■ Exercício escrito ■
Substitua "put a pin" por "place a marker" em todos os registros abaixo e reescreva as linhas sem nenhuma outra alteração.

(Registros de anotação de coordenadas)
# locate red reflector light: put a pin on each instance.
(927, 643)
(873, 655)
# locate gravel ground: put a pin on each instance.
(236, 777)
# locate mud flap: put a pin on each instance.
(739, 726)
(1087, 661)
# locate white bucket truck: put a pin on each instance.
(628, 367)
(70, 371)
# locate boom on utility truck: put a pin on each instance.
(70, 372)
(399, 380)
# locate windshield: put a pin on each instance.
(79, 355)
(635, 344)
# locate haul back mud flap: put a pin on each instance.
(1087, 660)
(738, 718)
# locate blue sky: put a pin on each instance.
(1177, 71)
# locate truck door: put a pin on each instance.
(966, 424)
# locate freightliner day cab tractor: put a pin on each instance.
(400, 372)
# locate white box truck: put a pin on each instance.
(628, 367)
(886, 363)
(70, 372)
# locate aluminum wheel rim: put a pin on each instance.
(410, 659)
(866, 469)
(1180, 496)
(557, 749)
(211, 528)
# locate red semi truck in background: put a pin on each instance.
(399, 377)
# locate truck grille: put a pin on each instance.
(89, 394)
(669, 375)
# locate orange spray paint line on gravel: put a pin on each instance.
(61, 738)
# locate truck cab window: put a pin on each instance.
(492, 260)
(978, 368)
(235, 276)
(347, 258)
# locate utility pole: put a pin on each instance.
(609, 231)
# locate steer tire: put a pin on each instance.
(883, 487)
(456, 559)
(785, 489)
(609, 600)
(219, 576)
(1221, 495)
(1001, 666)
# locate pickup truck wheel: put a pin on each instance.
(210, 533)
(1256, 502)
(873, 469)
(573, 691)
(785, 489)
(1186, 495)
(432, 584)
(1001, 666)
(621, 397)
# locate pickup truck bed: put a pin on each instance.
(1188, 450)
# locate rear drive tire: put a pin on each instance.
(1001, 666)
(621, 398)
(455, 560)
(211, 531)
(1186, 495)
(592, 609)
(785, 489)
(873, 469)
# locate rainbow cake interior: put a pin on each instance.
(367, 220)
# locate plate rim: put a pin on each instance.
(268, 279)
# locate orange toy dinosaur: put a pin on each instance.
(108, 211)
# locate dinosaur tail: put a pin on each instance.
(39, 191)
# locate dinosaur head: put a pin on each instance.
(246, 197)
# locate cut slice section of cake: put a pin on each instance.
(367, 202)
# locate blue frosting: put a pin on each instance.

■ Resposta completa ■
# locate red reflector light: place a marker on each instance.
(927, 643)
(873, 655)
# locate gravel ground: place a marker on each instance.
(236, 777)
# locate mud flap: place a marker on each instance.
(739, 726)
(1087, 661)
# locate white bucket truck: place a marker on each instance.
(628, 367)
(70, 371)
# locate boom on utility truck: place a marker on each instance.
(70, 372)
(399, 380)
# locate windshield: place a marker on each instance.
(79, 355)
(635, 344)
# locate haul back mud flap: place a marker on each instance.
(1087, 660)
(738, 718)
# locate blue sky: place a marker on each instance.
(1177, 71)
# locate truck door: place a marker on each instance.
(966, 424)
# locate freightliner day cab tractor: place a marker on each instance.
(400, 372)
# locate white box truck: place a marker on each instance.
(628, 367)
(886, 363)
(70, 372)
# locate aluminum wheel rim: place a marker on each instance.
(410, 659)
(866, 469)
(1180, 496)
(557, 749)
(211, 528)
# locate red semi truck in background: place a marker on each instance.
(399, 377)
# locate truck grille: place a marker on each instance.
(89, 394)
(669, 375)
# locate orange spray paint line on gravel: place a marker on each instance.
(61, 738)
# locate truck cab window: place a marker on each instance.
(492, 260)
(978, 368)
(235, 276)
(347, 258)
# locate utility pole: place a marker on each instance.
(609, 231)
# locate steer tire: place a marker on each instance.
(883, 487)
(456, 559)
(785, 489)
(609, 600)
(219, 576)
(1221, 495)
(1001, 666)
# locate pickup truck wheel: place a marker on each instance.
(210, 533)
(1256, 502)
(873, 469)
(573, 691)
(785, 489)
(1186, 495)
(432, 584)
(1001, 666)
(621, 397)
# locate pickup truck bed: place a marker on each instance.
(1188, 450)
# locate rear drive tire: place a marker on each instance.
(1001, 666)
(621, 398)
(455, 560)
(211, 531)
(1186, 495)
(592, 609)
(785, 489)
(873, 469)
# locate rainbow cake interior: place a marker on each instance.
(367, 220)
# locate plate rim: place a marker on each instance.
(268, 279)
# locate orange toy dinosaur: place a marker on each instance.
(108, 211)
# locate dinosaur tail: place a marker on each instance.
(39, 191)
# locate dinosaur head: place a marker on each instance.
(246, 197)
# locate cut slice section of cake: place a marker on each instance.
(367, 202)
# locate blue frosting: place a marker on each instance.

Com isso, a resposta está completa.